▶ [Task to carry out] This exercise calls for every record to be set down exactly.

▶ [Records shown]

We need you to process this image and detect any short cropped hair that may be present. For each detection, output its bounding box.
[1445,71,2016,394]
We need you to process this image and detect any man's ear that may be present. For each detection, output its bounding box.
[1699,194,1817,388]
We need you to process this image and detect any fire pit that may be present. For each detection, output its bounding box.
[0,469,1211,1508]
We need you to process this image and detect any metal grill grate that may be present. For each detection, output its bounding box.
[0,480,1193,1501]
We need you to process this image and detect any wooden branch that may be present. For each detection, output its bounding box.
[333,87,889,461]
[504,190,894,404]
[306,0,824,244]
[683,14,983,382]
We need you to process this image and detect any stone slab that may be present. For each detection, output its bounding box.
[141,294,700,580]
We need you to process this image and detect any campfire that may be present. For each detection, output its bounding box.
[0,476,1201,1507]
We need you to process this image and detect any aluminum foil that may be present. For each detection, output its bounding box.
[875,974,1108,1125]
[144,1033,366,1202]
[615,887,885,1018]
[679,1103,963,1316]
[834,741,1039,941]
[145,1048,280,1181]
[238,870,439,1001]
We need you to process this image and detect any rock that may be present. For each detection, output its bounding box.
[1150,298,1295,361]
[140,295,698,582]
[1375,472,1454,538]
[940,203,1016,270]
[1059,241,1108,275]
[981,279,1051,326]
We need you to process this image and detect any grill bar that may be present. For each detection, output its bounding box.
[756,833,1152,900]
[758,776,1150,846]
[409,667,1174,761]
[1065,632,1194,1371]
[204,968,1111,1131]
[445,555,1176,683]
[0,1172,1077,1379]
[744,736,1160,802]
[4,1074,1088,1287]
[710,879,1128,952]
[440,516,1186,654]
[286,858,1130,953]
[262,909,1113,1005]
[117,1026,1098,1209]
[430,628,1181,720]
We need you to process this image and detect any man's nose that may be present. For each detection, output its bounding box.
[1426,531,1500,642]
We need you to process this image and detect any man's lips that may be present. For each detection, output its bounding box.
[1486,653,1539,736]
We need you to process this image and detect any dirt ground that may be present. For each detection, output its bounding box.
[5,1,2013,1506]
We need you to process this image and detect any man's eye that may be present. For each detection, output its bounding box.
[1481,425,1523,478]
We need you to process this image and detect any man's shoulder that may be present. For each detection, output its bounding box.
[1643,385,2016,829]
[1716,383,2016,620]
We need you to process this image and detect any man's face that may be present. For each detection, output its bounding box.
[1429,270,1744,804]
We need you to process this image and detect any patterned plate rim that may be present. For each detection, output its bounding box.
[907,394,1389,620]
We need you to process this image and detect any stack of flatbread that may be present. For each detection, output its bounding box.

▶ [Output for this exercise]
We need you to process this image and detect any short cropped hair that may be present. For each detection, output its bounding box.
[1445,71,2016,394]
We need you to process this image and detect any man's ear that may be present. For each detection, output its bounding box.
[1699,194,1817,388]
We need you to process this image and detect any fire pit that may be present. For each detection, output its bounding box.
[0,469,1211,1508]
We need you to process this image and detect any metal grill grate that may be present. For each detection, output its bounding box.
[0,480,1193,1501]
We need you to process this image and detect any wooden branch that may be present. For each detection, output its bounding box.
[333,87,889,461]
[504,190,894,404]
[306,0,824,244]
[683,14,983,382]
We need you to process this image and detect any stone slab that may be present. For each detection, output its bounding box.
[141,294,700,580]
We need you to process this image and detect any campfire that may be present. For each detection, output its bounding box.
[0,476,1201,1507]
We need you to process this image and detect any aluminum foil that may be present. For each detection, output its bounding box.
[875,974,1108,1125]
[144,1033,366,1202]
[615,887,885,1018]
[679,1103,963,1316]
[834,741,1039,941]
[145,1048,280,1181]
[238,870,439,1001]
We need you to process this image and detect any rock that may be present. For each detection, output its bounding box.
[1150,298,1295,361]
[140,295,698,582]
[1375,472,1454,538]
[940,203,1016,270]
[1059,241,1108,275]
[981,279,1051,326]
We need you to process this image and detect any grill bar that may be present. For each detection, output its bounding box.
[756,833,1152,900]
[758,776,1150,846]
[409,667,1174,761]
[1065,632,1194,1371]
[204,968,1111,1131]
[445,555,1176,683]
[0,1172,1077,1379]
[744,736,1160,802]
[4,1074,1088,1287]
[710,879,1128,952]
[440,516,1186,654]
[286,858,1130,953]
[262,909,1113,1005]
[117,1026,1098,1209]
[430,628,1181,720]
We need you to process this image and detect any man's nose that may be present. For each detection, output its bounding box.
[1426,531,1500,642]
We need you to process this image and detect any man's lips that may be present. For each detection, output its bounding box.
[1486,653,1539,736]
We need you to process this image and detect any dirt ground that may be present. For each detection, output its bounding box.
[5,1,2013,1506]
We need you to process this image and detect any man's eye that may be present. For each detection, output its bounding box.
[1481,425,1523,478]
We need you to process this image and detect any man's shoulder that may be present. For each detection, output its bounding box.
[1643,385,2016,829]
[1716,383,2016,620]
We need you to process this image and detect any man's face that may be present. For each detection, output its bounding box.
[1429,270,1744,804]
We need you to process this image and detect any patterned plate rim that may be present. For each detection, output its bounding box.
[907,394,1389,620]
We need you to process this image and detect any stack of flatbread that may be present. For each detection, output its bounding box.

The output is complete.